To do:
Pick out every line of the entries below that contains the word "wave", and copy each such line. Case counts.

Data shown:
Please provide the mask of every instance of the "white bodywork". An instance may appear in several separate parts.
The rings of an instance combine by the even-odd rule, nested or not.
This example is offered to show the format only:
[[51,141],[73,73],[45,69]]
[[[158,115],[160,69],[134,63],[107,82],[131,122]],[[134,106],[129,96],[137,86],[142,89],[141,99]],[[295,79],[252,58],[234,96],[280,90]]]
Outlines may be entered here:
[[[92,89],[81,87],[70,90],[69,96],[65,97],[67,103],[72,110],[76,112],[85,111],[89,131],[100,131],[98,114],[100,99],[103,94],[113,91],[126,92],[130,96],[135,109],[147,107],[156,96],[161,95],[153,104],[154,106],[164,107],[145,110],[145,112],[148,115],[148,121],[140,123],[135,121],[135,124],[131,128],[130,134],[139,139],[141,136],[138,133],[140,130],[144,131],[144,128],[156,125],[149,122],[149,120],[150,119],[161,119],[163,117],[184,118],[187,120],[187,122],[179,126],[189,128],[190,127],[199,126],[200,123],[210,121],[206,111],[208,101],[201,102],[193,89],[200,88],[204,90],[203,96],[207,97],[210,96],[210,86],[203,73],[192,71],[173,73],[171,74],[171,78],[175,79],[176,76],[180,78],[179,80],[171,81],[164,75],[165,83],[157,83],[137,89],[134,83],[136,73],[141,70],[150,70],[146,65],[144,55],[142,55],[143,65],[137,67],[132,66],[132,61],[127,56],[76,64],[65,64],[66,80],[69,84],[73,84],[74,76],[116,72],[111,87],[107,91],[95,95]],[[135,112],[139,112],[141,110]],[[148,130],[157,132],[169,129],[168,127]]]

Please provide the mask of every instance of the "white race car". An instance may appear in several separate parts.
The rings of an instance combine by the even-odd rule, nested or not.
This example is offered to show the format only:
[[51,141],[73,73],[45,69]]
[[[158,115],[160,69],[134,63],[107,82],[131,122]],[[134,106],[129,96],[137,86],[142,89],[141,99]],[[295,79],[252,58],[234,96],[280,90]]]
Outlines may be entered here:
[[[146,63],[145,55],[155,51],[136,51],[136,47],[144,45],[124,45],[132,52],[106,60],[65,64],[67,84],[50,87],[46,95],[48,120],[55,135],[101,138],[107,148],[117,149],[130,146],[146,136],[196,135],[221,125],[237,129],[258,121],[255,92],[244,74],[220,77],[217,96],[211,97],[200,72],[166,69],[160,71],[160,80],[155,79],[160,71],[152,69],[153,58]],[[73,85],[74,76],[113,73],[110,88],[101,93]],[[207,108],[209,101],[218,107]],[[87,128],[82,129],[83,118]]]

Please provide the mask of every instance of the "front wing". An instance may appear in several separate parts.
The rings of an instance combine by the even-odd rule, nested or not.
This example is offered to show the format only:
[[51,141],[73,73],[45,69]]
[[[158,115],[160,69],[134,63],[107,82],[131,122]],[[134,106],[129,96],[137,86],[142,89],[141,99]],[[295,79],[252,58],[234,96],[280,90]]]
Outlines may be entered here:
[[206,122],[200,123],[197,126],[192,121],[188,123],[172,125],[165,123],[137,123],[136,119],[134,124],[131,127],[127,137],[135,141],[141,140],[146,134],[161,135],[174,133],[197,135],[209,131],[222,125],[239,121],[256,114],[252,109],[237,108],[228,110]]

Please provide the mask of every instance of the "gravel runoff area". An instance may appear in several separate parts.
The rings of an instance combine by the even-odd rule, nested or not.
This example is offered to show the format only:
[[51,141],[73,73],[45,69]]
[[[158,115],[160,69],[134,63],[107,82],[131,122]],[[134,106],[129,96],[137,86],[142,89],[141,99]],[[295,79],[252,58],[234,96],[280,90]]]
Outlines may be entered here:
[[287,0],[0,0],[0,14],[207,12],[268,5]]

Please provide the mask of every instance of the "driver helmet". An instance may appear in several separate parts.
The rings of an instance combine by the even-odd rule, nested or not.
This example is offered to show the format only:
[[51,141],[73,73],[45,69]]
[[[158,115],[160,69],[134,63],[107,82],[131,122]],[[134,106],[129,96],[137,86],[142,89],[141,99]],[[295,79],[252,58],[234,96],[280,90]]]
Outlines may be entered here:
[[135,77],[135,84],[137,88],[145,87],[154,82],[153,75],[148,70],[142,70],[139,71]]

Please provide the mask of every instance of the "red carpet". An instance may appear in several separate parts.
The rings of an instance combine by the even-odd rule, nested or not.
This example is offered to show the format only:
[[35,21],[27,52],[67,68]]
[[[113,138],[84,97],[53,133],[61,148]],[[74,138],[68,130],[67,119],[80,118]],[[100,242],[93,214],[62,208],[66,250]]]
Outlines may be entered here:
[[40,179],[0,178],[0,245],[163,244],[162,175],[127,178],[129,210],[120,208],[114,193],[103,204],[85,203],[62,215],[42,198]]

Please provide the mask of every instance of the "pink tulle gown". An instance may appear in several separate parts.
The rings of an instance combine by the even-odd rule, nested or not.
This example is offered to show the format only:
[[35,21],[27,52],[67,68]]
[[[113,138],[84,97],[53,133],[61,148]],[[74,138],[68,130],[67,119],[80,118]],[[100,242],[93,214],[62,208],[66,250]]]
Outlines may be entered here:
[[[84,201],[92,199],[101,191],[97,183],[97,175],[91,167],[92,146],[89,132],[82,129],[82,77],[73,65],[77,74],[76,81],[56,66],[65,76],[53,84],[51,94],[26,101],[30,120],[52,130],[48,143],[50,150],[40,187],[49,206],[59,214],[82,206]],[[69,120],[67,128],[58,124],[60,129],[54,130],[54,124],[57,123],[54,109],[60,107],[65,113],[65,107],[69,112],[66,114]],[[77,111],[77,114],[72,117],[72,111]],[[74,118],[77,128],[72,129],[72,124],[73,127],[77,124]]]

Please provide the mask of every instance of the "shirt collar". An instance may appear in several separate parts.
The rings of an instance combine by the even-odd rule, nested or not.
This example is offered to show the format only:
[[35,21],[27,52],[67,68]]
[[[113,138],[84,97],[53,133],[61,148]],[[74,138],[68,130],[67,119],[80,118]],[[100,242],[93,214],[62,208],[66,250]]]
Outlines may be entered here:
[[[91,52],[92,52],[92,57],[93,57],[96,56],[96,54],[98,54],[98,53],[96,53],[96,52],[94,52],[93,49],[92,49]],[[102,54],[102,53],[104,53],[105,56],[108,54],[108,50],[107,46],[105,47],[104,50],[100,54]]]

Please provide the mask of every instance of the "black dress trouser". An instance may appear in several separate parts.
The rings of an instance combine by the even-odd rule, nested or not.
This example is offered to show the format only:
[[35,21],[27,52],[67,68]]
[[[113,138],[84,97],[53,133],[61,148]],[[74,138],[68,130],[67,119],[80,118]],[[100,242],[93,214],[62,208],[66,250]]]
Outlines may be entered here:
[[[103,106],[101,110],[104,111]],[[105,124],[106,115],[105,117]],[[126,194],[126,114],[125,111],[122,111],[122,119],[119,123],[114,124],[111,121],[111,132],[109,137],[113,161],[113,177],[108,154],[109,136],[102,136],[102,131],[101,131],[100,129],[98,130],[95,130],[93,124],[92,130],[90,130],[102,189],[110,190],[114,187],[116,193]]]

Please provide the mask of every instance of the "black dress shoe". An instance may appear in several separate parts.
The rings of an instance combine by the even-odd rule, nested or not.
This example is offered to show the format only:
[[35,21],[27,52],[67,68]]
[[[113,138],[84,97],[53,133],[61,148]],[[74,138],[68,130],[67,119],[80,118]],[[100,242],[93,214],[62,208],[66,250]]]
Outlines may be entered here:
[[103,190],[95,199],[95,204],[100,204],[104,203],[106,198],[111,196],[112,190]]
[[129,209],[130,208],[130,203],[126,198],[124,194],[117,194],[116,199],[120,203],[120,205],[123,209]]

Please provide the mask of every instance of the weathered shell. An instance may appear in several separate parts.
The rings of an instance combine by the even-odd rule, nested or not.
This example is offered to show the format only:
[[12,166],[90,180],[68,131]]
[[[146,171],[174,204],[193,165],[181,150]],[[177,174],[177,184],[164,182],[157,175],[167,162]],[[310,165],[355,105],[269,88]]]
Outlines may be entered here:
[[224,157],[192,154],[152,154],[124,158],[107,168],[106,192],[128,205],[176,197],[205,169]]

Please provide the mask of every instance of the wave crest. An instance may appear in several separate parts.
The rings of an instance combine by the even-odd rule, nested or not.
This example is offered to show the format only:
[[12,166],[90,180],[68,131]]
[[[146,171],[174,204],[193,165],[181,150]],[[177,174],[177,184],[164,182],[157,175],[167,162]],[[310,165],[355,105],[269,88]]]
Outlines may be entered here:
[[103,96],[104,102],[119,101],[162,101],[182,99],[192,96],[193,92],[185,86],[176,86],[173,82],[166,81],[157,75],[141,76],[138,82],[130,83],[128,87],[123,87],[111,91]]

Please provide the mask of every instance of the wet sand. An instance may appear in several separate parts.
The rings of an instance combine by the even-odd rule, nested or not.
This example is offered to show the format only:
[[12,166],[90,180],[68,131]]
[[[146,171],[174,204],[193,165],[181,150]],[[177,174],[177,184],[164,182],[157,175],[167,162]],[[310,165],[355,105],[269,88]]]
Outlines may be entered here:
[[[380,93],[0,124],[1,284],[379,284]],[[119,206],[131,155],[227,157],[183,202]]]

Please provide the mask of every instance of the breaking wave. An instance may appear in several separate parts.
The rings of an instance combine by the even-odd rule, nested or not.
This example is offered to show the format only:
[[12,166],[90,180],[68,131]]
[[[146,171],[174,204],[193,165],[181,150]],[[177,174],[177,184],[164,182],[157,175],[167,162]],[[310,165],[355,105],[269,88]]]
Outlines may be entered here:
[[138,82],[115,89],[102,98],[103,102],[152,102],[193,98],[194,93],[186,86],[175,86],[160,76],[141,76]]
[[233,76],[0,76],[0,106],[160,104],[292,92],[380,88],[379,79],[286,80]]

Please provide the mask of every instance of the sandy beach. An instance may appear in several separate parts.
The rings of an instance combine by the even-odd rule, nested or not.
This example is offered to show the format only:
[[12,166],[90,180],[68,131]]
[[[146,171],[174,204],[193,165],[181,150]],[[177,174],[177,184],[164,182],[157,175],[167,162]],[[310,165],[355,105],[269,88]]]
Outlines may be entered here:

Exercise output:
Please provide the mask of every instance of the wave crest. An instance may appear in several separate parts.
Please provide the mask of every instance of the breaking wave. An instance may appear in several separate parts.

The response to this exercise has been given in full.